-- start Data in this exercise --

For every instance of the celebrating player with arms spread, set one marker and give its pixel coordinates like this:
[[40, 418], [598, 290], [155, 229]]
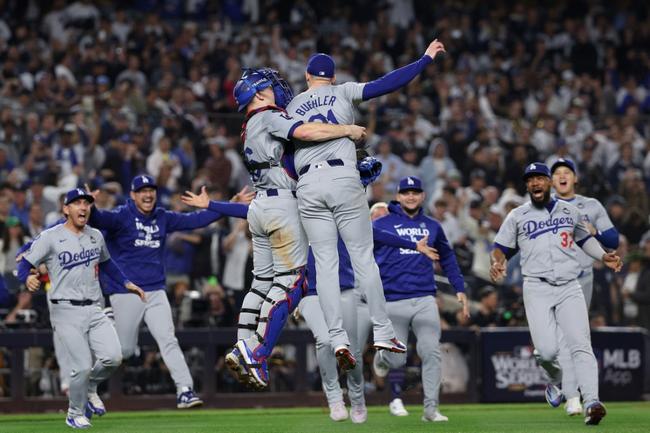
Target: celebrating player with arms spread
[[331, 200], [75, 254], [548, 232]]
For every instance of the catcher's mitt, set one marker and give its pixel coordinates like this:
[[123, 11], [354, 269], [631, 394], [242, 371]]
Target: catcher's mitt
[[369, 169]]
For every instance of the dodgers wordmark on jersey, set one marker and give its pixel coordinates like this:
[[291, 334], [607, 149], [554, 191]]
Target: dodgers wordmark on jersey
[[72, 261], [547, 240]]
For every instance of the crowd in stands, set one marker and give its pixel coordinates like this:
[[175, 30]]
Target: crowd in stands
[[97, 92]]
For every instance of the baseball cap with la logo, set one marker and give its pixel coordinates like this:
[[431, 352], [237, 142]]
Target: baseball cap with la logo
[[537, 168], [410, 183], [143, 181]]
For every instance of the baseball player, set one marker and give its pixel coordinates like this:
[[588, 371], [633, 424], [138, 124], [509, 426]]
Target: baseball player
[[548, 232], [279, 243], [330, 199], [75, 255], [135, 236], [310, 309], [410, 289], [596, 220]]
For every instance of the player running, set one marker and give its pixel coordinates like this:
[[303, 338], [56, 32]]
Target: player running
[[331, 201], [546, 231], [75, 255], [596, 220], [410, 289], [135, 235]]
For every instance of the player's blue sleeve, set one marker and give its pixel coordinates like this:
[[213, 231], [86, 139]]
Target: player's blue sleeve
[[104, 219], [189, 221], [111, 268], [448, 261], [609, 238], [509, 252], [237, 210], [386, 238], [23, 269], [395, 79], [4, 293]]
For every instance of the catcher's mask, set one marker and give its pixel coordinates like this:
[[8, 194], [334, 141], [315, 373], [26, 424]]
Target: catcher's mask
[[256, 80]]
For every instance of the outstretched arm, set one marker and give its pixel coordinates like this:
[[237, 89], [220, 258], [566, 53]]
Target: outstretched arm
[[402, 76]]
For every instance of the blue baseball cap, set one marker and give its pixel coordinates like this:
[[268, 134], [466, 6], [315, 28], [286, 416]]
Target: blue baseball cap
[[76, 194], [321, 65], [536, 168], [564, 162], [410, 183], [143, 181]]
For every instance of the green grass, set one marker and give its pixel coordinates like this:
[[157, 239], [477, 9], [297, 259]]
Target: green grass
[[475, 418]]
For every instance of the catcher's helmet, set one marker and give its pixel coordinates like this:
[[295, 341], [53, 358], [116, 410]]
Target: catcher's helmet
[[255, 80]]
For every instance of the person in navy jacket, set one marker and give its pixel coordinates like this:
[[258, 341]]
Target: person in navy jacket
[[410, 288], [135, 234]]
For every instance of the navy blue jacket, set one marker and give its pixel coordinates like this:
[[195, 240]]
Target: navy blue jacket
[[136, 242], [408, 274]]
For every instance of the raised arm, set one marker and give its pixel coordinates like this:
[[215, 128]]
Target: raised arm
[[402, 76]]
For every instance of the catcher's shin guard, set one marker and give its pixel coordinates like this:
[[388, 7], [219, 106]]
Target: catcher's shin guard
[[286, 292], [250, 310]]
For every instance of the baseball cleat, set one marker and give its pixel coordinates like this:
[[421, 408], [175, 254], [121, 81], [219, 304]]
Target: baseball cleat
[[338, 411], [393, 345], [397, 408], [553, 395], [358, 414], [79, 421], [344, 358], [94, 406], [434, 417], [237, 368], [188, 399], [258, 371], [573, 406], [594, 412], [379, 365]]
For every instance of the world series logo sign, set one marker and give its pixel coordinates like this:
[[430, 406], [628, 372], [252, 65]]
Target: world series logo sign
[[510, 372]]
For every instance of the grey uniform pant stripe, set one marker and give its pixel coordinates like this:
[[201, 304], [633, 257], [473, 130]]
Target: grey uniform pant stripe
[[552, 308], [332, 203], [81, 332], [130, 311], [421, 315], [311, 311], [569, 378]]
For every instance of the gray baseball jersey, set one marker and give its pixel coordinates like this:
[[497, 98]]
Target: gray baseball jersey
[[547, 240], [326, 104], [265, 136], [72, 261], [592, 211]]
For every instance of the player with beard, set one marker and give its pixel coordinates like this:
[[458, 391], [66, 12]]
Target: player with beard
[[548, 232]]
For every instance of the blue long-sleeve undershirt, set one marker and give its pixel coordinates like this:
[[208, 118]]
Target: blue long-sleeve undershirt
[[394, 79]]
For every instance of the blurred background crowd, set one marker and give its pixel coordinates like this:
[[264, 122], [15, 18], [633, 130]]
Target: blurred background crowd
[[97, 92]]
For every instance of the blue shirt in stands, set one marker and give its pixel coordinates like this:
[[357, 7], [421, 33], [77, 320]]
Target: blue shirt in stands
[[408, 274]]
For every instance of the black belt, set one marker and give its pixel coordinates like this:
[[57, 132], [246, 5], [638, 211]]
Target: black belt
[[331, 162], [552, 283], [272, 192], [75, 302]]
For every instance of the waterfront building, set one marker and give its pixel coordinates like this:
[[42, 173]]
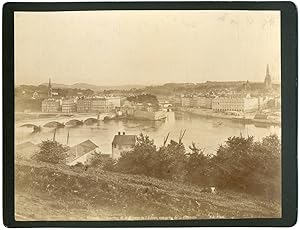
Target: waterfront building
[[240, 104], [81, 153], [202, 102], [113, 102], [84, 105], [50, 105], [122, 143], [26, 150], [98, 105], [268, 80], [186, 101], [68, 106], [149, 115]]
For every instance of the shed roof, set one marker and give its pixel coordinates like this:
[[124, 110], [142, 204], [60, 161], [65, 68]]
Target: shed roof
[[124, 140], [79, 150], [26, 149]]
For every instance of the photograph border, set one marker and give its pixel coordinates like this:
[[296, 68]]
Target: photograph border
[[289, 78]]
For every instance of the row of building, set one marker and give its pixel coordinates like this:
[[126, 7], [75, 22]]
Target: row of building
[[228, 103], [85, 151], [81, 105]]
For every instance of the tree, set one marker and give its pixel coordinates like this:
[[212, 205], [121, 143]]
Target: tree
[[198, 168], [137, 160], [250, 166], [52, 152]]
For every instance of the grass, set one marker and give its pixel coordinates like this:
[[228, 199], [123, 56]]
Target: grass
[[53, 192]]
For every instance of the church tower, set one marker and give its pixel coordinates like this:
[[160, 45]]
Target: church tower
[[268, 80], [49, 88]]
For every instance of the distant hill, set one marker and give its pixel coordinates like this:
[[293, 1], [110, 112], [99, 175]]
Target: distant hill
[[94, 87]]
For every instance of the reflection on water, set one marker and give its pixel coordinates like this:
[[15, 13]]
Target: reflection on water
[[203, 131]]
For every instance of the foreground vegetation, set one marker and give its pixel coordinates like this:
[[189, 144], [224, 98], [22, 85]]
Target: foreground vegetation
[[56, 192], [150, 182]]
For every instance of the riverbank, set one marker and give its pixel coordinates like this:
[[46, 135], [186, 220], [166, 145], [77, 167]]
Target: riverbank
[[53, 192], [247, 119]]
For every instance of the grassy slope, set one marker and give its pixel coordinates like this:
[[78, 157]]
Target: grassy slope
[[49, 192]]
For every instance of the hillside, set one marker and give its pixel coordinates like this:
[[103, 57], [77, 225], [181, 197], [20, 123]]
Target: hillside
[[52, 192]]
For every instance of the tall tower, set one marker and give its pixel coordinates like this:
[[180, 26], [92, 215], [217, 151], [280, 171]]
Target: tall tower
[[49, 88], [268, 80]]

-- end Data in this exercise --

• What needs to be done:
Starting at the line containing "For every instance of the grassy" and ending at the line containing "[[49, 192]]", copy that part of the data again, requests included. Offset every coordinate in the answers by adding 52, and leave the requests and their sample coordinates unchanged.

• The completed task:
For every instance of the grassy slope, set one marker and give its pixel coordinates like this:
[[78, 157]]
Target: grassy slope
[[101, 244]]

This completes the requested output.